Friday, December 05, 2014

Say, "I think I can!" and you know what? You will!

Tonight, Addison asked me to read her the train book.  Our normal train book is about colors and tunnels and I basically have it memorized. But tonight, tonight she brought me this book, "I Knew You Could".  It's been a LONG time, so I could not remember all of the content of this sweet book.  So while reading to my sweet children tears just poured down my face...


"You'll go through tunnels, surrounded by dark, and you'll wish for a light or even a spark.  You might get scared or a little bit sat, wondering if maybe your track has gone bad.  So here's some advise to help ease your doubt.  The track you took in must also go out.  So steady yourself and just keep on going - before you know it some light will be showing.  And then you'll be out heading to a new place you'll be ready for the next tunnel you face."

This week has been a rough, and dark.  As my healing has continued, I have gotten more and more feeling back, which is wonderful, but what came with it was excruciating nerve pain.  As the nerves regrow and try and figure out what to do, it can cause pain, that according to the doctor, can last for months.  I have spent hours just crying, thinking, how will this get better, maybe this is as good as it is going to get.  But then, this amazing thing happened.  On Wednesday night...my skin that was compromised took an amazing turn for the better.  Tonight, it almost looked like real skin.  AMAZING!!!  We will still have to schedule another surgery in the next week or so to remove some of the skin that did not survive, but it will be so very small.  "The track you took in must also go out", what a reminder!!

"Sometimes you'll look up and see plane in the sky, and you'll think to yourself, "I wish I could fly"
 The cars on the roads will seem quick and free - you'll feel stuck on your track and think, "I wish that was me"
Don't worry about not being the car or the plane, just enjoy the trip you'll take as a train"

I have found myself thinking more than once during this process, "Why is my recovery so much different than others, why can't I just "heal" like normal?"  So you can guess the "Don't worry about not being the car or the plane, just enjoy the trip you'll take as a train", was a powerful message for me tonight!

Questions:
1. Answer from the blog post:
(a) What book did Addison bring to be read tonight?
(b) According to the doctor, how long can the nerve pain last?
(c) On which night did the compromised skin take a turn for the better?
2. Please carry the blog post about the train book and the recovery forward from its last sentence, in the same voice.
The records are not needed for any of this.

Records supplied:
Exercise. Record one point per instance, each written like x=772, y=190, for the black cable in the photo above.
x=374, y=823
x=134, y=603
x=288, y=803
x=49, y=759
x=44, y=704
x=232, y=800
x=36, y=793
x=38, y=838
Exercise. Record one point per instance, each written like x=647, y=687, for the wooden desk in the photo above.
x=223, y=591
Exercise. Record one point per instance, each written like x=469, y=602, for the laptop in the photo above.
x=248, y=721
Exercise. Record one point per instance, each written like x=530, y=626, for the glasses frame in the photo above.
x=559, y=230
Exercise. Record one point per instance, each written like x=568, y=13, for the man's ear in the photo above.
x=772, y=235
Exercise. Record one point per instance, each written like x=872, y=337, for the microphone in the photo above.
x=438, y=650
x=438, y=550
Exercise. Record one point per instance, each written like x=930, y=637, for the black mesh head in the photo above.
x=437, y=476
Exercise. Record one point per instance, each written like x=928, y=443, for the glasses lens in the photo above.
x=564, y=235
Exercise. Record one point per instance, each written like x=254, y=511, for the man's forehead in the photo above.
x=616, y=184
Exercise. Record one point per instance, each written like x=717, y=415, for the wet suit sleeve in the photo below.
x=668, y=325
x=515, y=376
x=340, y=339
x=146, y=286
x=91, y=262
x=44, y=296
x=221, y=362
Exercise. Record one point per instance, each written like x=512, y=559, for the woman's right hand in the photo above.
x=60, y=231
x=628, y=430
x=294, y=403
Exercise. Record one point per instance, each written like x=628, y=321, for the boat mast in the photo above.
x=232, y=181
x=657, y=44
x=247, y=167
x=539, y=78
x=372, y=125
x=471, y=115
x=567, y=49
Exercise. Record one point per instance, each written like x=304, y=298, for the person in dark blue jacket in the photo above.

Task-by-task outputs:
1.
(a) "I Knew You Could"
(b) For months
(c) Wednesday night

2.
"You'll need all the strength on the days when you're stuck or tired or sad or just out of luck
When your belief in yourself doesn't feel quite so pure, and your "I think I can" don't sound quite so sure.  
There's more about life that you'll learn as you go, because figuring things out on your own helps you grow.  Just trust in yourself, and you'll climb every hill.  Say, "I think I can!" and you know what? You will!"

I thought when I was younger that as I got older or at least by the time I was 30 I would feel like I had learned more and would have more in my backpack of knowledge.  But instead, what I have found, is learning is a journey not a destination.  We travel through the learning, its not a place we land!!

I am grateful my sweet Addison had me read this book tonight and I was able to learn so much from both it and from her!!  She kept asking me why I was crying, and my only response was, sometimes books make us cry.  This process has been hard on her.  Everyday she asks when I can pick her up.  It breaks my heart, but when I look in her eyes I know this is for her and her brothers...so I can hold them for a LONG LONG time!!

Medical Update:
- Follow up appointment next week to schedule the skin removal surgery
- Drains have been removed (this means I can shower, greatest news)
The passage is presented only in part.